== EXCERPTED TEXT ==
↓

Another key distinction is between low and high enthalpy geothermal. As far as I can make out, the boundary has arisen from the threshold above which it is easier to extract power (steam for turbines) using conventional geothermal. With the caveat that pressure is important too in a context of driving turbines, this temperature threshold is around 150-180 deg C. Enthalpy is a term that incorporates not just temperature, but the total internal energy of a fluid and its pressure and volume, so it is a better thing to evaluate that “punch” a fluid has to drive a turbine. If we sometimes hear the terms high and low temperature geothermal, they are typically also a distinction around that temperature threshold. Down to temperatures of 75 to 80 deg C note that it is still possible to make electricity from geothermal, but it involves “binary” systems with the use of a second (organic) fluid that has a lower boiling point than water to drive the turbines. 

Whether we are intending to provide power or heat for the customer is therefore a critical consideration in exploration risking, and so another way of differentiating geothermal. If heat rather than power is the main consideration, then strangely temperature is in some ways less of a concern. Heat pumps can always condense heat from lower temperatures to higher ones as long as there is a plentiful volume of hot water - albeit at a cost of efficiency and energy to drive them, and volume of end product. Heat after all is a function of mass and specific heat capacity, as well as temperature. When civic centres in Glasgow can draw heat from the Clyde River, a sense of what is possible becomes apparent.

So, increasing mass (i.e. volume and flow rate) can increase heat supply too. That said, heat pump efficiency is a function of the temperature coming in, and to what it can be cooled to, so the hotter the better, but lower temperatures need not be the end of the world. If the objective is to supply a customer with the heat to grow cabbages in greenhouses, then we don’t need 190 deg C. In that sense, there is no real lower bound on temperatures that can be used, just a sense that the lower the temperature the more restricted the uses are for which commercial returns can be generated.   If however our game is to generate power – which has all sorts of benefits in that infrastructure is much more widely available, then temperature constraints do become more of a limitation.

↑

== EXERCISES ==
**1)** In the geothermal text, around what temperature lies the threshold between low and high enthalpy geothermal?
**2)** Summarize the geothermal text in two sentences.
**3)** Quote the geothermal text from the words "Whether we are" through the words "possible becomes apparent.".
The records come from a separate source.

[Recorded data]
↓

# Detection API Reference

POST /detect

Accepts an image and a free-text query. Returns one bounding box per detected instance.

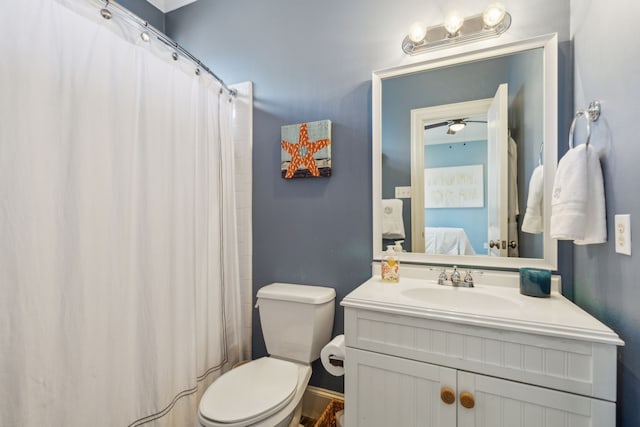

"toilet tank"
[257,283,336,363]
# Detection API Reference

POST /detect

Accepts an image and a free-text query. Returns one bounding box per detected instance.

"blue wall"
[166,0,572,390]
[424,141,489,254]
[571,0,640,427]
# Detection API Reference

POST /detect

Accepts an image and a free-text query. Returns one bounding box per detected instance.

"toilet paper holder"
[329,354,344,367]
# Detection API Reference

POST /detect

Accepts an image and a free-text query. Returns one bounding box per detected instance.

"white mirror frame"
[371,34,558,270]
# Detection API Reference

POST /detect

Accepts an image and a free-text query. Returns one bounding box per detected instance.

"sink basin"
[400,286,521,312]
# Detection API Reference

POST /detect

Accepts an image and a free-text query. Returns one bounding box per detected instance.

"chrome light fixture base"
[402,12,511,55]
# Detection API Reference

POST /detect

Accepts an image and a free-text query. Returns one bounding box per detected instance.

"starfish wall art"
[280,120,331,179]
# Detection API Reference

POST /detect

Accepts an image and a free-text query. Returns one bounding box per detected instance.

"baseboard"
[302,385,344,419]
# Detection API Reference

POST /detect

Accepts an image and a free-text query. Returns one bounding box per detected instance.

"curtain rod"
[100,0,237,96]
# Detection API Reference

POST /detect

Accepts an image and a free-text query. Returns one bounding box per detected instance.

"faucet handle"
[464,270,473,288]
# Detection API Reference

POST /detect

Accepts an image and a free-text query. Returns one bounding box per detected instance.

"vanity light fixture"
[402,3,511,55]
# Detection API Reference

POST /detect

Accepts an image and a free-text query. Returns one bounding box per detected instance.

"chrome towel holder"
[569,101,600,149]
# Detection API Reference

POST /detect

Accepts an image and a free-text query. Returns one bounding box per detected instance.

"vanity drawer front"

↑

== THE SOLUTIONS ==
**1)** Around 150-180 deg C.

**2)** Low and high enthalpy geothermal are separated by a temperature threshold of around 150-180 deg C, above which power is easier to extract conventionally, although binary systems can still make electricity down to 75 to 80 deg C. When heat rather than power is the aim, lower temperatures remain usable because heat pumps and greater volume and flow can raise heat supply, while power generation faces tighter temperature limits.

**3)**
Whether we are intending to provide power or heat for the customer is therefore a critical consideration in exploration risking, and so another way of differentiating geothermal. If heat rather than power is the main consideration, then strangely temperature is in some ways less of a concern. Heat pumps can always condense heat from lower temperatures to higher ones as long as there is a plentiful volume of hot water - albeit at a cost of efficiency and energy to drive them, and volume of end product. Heat after all is a function of mass and specific heat capacity, as well as temperature. When civic centres in Glasgow can draw heat from the Clyde River, a sense of what is possible becomes apparent.